There are numerous trusts, charitable-giving strategies and ways to bequeath assets that have the added bonus of simultaneously:

  • reducing estate-tax liability
  • sheltering assets from creditors
  • providing the retirement income needed to maintain our standard of living
  • rewarding a favorite charity with a tax-advantaged gift

At the same time, these varying solutions can help us:

  • avoid depletion of assets, should we require long-term nursing home care
  • make sure assets are distributed according to our wishes after we die

Through the use of trusts and other strategies, individuals can gain tremendous flexibility in creating plans that satisfy their needs and provide for the needs of their heirs. But even after utilizing some of these strategies, there will still be a tax to pay. There is also an entire array of charitable giving strategies, including the charitable remainder trust.

Charitable remainder trusts enable individuals to simultaneously make a charitable gift, enjoy a tax deduction, remove taxable assets from their estate, and generate an income for themselves, their families or anyone else they choose.

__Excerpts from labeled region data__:
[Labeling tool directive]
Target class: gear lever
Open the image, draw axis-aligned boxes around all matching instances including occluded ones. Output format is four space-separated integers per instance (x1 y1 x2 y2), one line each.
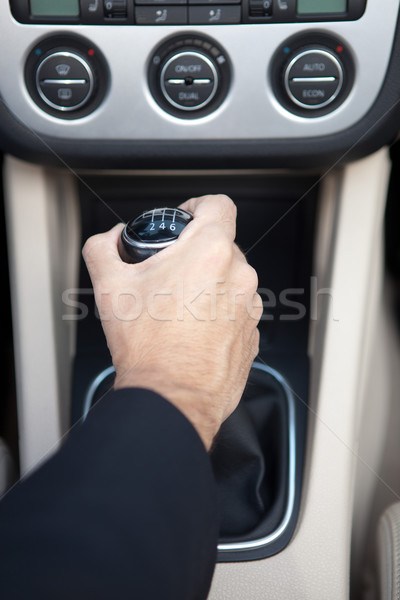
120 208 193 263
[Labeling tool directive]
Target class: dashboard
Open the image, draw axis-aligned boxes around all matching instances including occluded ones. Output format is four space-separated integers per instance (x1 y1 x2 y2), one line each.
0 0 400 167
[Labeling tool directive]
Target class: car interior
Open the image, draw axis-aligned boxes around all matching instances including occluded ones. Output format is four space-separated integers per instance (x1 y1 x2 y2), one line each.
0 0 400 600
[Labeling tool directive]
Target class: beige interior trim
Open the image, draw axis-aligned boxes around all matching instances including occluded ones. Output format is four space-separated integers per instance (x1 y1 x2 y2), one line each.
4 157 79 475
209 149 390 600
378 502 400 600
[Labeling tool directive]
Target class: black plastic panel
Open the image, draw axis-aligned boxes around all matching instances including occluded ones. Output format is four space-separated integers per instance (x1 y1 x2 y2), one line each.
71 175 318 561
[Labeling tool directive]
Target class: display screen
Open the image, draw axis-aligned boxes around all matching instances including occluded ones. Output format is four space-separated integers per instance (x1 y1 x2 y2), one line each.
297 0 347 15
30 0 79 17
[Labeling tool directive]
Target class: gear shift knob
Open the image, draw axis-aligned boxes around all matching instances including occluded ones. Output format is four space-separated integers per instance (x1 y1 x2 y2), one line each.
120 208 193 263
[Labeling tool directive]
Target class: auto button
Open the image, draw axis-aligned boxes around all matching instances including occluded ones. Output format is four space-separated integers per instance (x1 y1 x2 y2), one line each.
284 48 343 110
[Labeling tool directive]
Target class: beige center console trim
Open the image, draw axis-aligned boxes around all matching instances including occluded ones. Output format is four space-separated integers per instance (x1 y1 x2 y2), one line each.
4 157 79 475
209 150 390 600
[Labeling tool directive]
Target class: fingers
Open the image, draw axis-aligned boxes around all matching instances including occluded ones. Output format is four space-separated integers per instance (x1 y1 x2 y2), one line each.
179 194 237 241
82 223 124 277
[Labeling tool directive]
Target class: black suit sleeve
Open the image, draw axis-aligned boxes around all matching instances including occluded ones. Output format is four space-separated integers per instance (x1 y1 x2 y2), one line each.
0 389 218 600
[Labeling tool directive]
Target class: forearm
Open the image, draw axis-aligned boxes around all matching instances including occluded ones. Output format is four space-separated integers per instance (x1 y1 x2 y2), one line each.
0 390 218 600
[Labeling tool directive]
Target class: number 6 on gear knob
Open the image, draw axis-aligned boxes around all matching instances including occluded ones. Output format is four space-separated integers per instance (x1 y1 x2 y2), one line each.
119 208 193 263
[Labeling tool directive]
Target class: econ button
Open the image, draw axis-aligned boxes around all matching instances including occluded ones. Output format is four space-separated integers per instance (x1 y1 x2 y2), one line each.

__Written tasks__:
1 – In the passage on trusts, what will there still be to pay even after some of these strategies are used?
2 – Summarize the passage on trusts in two sentences.
3 – Quote the passage on trusts word for word, beginning at the words containing "Through the use" and stopping after "else they choose.".
The entries aren't needed for any of this work.

__Expected responses__:
1 – A tax.

2 – Trusts, charitable-giving strategies and ways of bequeathing assets can reduce estate-tax liability, shelter assets from creditors, provide retirement income, reward a favorite charity with a tax-advantaged gift, avoid depleting assets if long-term nursing home care is needed, and make sure assets are distributed according to one's wishes, though a tax will still be owed. Charitable remainder trusts let individuals make a charitable gift, enjoy a tax deduction, remove taxable assets from their estate, and generate an income for themselves, their families or anyone else they choose.

3 –
Through the use of trusts and other strategies, individuals can gain tremendous flexibility in creating plans that satisfy their needs and provide for the needs of their heirs. But even after utilizing some of these strategies, there will still be a tax to pay. There is also an entire array of charitable giving strategies, including the charitable remainder trust.

Charitable remainder trusts enable individuals to simultaneously make a charitable gift, enjoy a tax deduction, remove taxable assets from their estate, and generate an income for themselves, their families or anyone else they choose.